__PROVIDED PASSAGE__.
________________________
Madhav Sadashiv Golwalkar, or Guruji as he is reverentially referred to by his followers, is regarded as the demi-god of Hindutva politics and often accorded a status higher than even the founder of the Rashtriya Swayamsevak Sangh, K. B. Hedgewar.
In 1940, when 34-year-old Golwalkar unexpectedly assumed charge of the RSS on Hedgewar's death, the Hindu militia was still in its nascent stage, with pockets of influence mainly in Maharashtra. Under Golwalkar's leadership over the next three decades, the RSS and its allied organizations, known as the Sangh Parivar, extended its network across the entire country and penetrated almost every aspect of Indian society.
Golwalkar's ideological influence was enormous-and it did not end with his death. Golwalkar's prescriptions in his incendiary book We or Our Nationhood Defined, published in 1939, now became central to the ideological training and radicalization of youth dedicated to the idea of a Hindu Rashtra. Horo, Golwalkar prescribed a solution to India's 'minority problem' based on the Nazi treatment of Jews in the Third Reich. As Dhirendra K. Jha conclusively establishes in this book, this would eventually provide the core of the Sangh's credo and, as events in the recent past have borne out, have a lasting influence on Indian politics.
Drawing from a wealth of original archival material and interviews, the deeply researched and scholarly Golwalkar: The Myth Behind the Man, the Man Behind the Machine pierces through the many legends built around the RSS chief in the biographies written by his loyalists during his own lifetime. Jha traces Golwalkar's path from a directionless youth to a demagogue who plotted to capture political power by countering the secularist vision of nationalist leaders from Nehru to Gandhi, Ambitious, insecure, tactical and secretive-Jha draws a compelling and sinister portrait of one of the most prominent Hindutva leaders, and of the RSS and its worldview that evolved under him.
Dhirendra K. Jha is a Delhi-based journalist. He is the author of Gandhi's Assassin: The Making of Nathuram Godse and His Idea of India; Shad-ow Armies: Fringe Organizations and Foot Soldiers of Hindutva; and Ascetic Games: Sadhus, Akharas and the Making of the Hindu Vote. He is the co-author of Ayodhya: The Dark Night-The Secret History of Rama's Appearance in Babri Masjid.
________________________
__INFORMATION GIVEN__.
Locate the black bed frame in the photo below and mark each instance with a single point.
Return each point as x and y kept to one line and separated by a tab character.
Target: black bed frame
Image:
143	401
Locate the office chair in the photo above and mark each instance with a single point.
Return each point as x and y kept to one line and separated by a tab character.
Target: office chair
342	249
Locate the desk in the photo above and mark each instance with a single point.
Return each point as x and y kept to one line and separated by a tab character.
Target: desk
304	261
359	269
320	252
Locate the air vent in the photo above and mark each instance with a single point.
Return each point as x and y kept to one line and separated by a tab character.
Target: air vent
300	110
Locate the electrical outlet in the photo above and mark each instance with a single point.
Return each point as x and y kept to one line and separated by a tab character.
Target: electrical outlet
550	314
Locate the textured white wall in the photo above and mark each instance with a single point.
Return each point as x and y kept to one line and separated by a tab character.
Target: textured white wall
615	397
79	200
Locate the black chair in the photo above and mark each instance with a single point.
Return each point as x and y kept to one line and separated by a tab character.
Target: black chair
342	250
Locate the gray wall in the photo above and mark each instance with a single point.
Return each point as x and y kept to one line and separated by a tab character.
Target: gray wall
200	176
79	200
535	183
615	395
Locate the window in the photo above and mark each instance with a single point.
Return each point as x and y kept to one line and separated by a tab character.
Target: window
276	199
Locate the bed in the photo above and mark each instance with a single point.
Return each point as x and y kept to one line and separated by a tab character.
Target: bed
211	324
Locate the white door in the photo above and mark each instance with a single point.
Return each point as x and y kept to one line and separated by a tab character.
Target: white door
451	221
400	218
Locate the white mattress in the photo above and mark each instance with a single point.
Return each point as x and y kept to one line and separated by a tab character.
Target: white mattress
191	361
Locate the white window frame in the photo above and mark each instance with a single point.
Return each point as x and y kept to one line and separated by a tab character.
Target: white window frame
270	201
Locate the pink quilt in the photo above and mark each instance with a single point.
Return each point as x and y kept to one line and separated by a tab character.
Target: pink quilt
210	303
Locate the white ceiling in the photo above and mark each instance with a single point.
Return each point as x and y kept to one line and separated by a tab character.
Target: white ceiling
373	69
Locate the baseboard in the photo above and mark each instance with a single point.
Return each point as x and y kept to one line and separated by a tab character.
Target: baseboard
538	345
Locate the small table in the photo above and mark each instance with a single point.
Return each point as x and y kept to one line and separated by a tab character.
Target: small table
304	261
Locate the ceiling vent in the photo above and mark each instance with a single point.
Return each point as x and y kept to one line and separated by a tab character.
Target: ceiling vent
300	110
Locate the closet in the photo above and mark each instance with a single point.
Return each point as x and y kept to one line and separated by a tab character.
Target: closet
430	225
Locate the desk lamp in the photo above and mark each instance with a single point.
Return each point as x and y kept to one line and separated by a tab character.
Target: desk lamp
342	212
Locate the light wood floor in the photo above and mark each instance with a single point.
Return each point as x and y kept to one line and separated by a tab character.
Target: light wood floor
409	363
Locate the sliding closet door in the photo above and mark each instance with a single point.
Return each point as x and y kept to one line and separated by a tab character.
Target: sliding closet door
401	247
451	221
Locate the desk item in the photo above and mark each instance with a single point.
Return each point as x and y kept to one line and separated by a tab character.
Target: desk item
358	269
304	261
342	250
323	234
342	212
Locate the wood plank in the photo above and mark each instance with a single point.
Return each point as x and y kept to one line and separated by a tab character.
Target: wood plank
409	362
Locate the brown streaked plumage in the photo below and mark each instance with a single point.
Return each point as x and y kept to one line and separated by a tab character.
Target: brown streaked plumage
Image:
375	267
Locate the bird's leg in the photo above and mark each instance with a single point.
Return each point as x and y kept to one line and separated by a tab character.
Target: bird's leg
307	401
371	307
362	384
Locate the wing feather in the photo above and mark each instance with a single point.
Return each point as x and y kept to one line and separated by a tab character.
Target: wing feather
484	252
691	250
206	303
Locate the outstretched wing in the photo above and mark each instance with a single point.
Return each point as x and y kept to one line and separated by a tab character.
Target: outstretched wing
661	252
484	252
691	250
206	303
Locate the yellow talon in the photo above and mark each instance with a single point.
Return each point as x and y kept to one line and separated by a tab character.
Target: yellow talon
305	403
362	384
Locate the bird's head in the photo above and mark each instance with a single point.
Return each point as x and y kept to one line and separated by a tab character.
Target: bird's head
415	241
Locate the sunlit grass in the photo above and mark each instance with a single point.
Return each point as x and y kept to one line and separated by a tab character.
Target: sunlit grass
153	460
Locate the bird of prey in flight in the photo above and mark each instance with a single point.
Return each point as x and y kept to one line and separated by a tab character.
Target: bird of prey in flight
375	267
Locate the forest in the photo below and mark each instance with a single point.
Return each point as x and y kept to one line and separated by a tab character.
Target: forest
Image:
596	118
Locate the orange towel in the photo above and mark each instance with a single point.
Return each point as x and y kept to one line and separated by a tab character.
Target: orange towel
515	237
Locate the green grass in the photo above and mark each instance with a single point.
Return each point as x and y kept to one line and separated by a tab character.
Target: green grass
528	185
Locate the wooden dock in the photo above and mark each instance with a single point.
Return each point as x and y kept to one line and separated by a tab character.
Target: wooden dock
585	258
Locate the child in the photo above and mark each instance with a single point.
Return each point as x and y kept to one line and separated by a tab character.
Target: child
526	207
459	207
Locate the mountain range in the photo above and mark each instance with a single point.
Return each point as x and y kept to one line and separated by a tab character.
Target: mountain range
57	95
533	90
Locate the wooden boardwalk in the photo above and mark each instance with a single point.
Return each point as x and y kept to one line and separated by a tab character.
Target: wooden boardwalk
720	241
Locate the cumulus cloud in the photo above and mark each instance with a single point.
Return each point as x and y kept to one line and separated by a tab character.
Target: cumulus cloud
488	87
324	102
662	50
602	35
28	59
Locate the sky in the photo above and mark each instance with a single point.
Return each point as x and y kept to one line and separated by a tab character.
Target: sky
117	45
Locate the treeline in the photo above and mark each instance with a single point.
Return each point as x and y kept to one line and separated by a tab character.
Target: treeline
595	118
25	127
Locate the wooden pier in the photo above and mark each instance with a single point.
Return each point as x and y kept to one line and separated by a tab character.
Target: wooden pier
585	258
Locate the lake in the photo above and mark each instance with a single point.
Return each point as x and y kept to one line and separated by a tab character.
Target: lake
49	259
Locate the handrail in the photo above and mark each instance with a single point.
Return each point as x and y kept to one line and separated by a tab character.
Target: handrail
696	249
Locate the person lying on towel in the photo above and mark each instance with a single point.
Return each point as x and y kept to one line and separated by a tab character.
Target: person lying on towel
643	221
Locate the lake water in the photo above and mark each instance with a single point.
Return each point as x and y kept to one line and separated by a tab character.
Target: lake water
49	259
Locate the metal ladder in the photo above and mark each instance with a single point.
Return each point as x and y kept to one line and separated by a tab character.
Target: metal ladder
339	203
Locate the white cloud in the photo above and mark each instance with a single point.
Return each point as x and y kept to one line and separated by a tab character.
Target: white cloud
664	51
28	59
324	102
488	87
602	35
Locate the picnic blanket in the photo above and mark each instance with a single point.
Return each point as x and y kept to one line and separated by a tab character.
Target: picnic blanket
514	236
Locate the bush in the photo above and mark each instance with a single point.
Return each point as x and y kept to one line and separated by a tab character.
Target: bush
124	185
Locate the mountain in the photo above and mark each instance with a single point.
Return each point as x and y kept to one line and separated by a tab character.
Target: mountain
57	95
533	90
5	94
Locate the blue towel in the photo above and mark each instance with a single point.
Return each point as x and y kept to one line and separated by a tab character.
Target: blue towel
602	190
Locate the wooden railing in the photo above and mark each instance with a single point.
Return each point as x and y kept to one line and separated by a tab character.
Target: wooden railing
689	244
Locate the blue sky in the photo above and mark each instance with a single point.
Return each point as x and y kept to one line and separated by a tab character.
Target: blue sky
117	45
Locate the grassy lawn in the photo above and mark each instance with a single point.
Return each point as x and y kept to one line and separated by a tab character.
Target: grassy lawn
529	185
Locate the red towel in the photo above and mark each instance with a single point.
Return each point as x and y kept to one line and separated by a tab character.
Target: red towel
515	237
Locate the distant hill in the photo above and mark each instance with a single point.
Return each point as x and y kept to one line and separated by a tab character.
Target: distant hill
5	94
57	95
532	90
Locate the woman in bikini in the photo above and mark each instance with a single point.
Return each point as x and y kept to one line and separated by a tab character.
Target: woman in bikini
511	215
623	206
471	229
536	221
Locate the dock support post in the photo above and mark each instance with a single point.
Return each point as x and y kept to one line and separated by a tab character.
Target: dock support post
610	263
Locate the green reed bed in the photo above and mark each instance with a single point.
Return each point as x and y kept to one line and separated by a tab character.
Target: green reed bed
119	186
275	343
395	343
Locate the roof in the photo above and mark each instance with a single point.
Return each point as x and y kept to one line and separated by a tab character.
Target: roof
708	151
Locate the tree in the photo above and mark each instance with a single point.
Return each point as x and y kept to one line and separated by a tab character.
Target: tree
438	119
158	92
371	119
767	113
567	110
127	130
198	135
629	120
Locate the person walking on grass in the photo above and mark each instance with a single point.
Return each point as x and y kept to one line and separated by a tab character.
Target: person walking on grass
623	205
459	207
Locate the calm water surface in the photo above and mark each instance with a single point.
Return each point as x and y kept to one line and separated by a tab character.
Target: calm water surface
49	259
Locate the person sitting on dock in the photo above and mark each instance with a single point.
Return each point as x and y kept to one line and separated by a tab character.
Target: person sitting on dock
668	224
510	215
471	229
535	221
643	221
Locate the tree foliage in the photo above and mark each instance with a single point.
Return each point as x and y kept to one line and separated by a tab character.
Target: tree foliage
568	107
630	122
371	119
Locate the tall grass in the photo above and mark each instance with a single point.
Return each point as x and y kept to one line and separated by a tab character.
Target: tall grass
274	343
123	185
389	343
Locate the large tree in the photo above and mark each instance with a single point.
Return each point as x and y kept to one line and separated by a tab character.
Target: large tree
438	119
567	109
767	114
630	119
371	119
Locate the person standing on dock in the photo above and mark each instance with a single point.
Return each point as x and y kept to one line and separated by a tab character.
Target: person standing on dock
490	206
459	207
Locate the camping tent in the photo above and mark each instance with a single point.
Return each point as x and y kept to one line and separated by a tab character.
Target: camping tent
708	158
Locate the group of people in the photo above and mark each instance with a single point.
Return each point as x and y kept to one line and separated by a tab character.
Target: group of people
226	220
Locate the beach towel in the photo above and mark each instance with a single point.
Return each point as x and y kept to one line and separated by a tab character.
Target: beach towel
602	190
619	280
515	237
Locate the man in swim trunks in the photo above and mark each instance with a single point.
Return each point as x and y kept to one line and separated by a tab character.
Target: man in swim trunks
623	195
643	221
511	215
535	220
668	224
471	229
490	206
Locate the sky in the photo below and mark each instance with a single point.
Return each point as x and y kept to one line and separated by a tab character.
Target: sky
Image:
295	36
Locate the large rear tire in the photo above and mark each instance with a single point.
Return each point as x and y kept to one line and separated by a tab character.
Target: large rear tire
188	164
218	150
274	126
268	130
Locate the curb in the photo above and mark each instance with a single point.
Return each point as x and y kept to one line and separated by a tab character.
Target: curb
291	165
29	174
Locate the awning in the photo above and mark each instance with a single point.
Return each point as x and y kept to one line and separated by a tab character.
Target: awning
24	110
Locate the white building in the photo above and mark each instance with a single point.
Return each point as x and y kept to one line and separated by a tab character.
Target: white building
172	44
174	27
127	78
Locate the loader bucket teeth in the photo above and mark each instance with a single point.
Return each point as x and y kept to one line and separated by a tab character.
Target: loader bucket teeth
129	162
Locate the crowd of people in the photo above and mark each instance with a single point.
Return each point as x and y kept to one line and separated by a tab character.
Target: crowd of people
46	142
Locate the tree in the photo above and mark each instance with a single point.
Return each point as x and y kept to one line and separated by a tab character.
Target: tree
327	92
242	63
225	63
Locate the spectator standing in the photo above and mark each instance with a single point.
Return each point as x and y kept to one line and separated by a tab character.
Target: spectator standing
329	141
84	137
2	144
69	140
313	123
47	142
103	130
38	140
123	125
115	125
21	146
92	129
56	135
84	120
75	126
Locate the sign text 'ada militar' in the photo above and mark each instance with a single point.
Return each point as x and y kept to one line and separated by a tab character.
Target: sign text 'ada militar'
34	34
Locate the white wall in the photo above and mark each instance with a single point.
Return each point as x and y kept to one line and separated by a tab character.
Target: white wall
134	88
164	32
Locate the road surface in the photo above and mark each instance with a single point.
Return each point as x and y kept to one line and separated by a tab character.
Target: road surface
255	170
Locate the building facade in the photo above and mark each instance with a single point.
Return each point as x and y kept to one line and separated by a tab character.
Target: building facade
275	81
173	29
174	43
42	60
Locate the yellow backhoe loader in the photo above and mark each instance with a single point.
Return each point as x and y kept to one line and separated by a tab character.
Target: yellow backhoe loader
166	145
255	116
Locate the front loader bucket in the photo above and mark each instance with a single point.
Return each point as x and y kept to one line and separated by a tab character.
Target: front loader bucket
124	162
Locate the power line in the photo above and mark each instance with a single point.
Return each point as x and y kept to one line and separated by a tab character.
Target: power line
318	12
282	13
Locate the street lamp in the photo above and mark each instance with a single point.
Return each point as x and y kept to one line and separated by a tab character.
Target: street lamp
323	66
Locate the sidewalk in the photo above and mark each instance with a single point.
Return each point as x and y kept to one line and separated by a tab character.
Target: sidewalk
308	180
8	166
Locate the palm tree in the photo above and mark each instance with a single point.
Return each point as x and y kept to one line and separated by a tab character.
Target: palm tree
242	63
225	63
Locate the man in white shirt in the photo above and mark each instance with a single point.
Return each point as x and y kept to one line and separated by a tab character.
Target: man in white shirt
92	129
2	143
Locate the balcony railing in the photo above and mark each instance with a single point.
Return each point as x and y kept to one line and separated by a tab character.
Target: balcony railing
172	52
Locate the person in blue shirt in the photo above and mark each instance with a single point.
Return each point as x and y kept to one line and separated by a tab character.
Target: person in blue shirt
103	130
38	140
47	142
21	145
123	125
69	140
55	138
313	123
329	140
________________________
__TASK DETAILS__.
Answer these questions from the book description about Golwalkar above.
1. How old was Golwalkar when he assumed charge of the RSS?
2. In what year was We or Our Nationhood Defined published?
3. In which city is Dhirendra K. Jha based?

__RESULT__.
1. 34
2. 1939
3. Delhi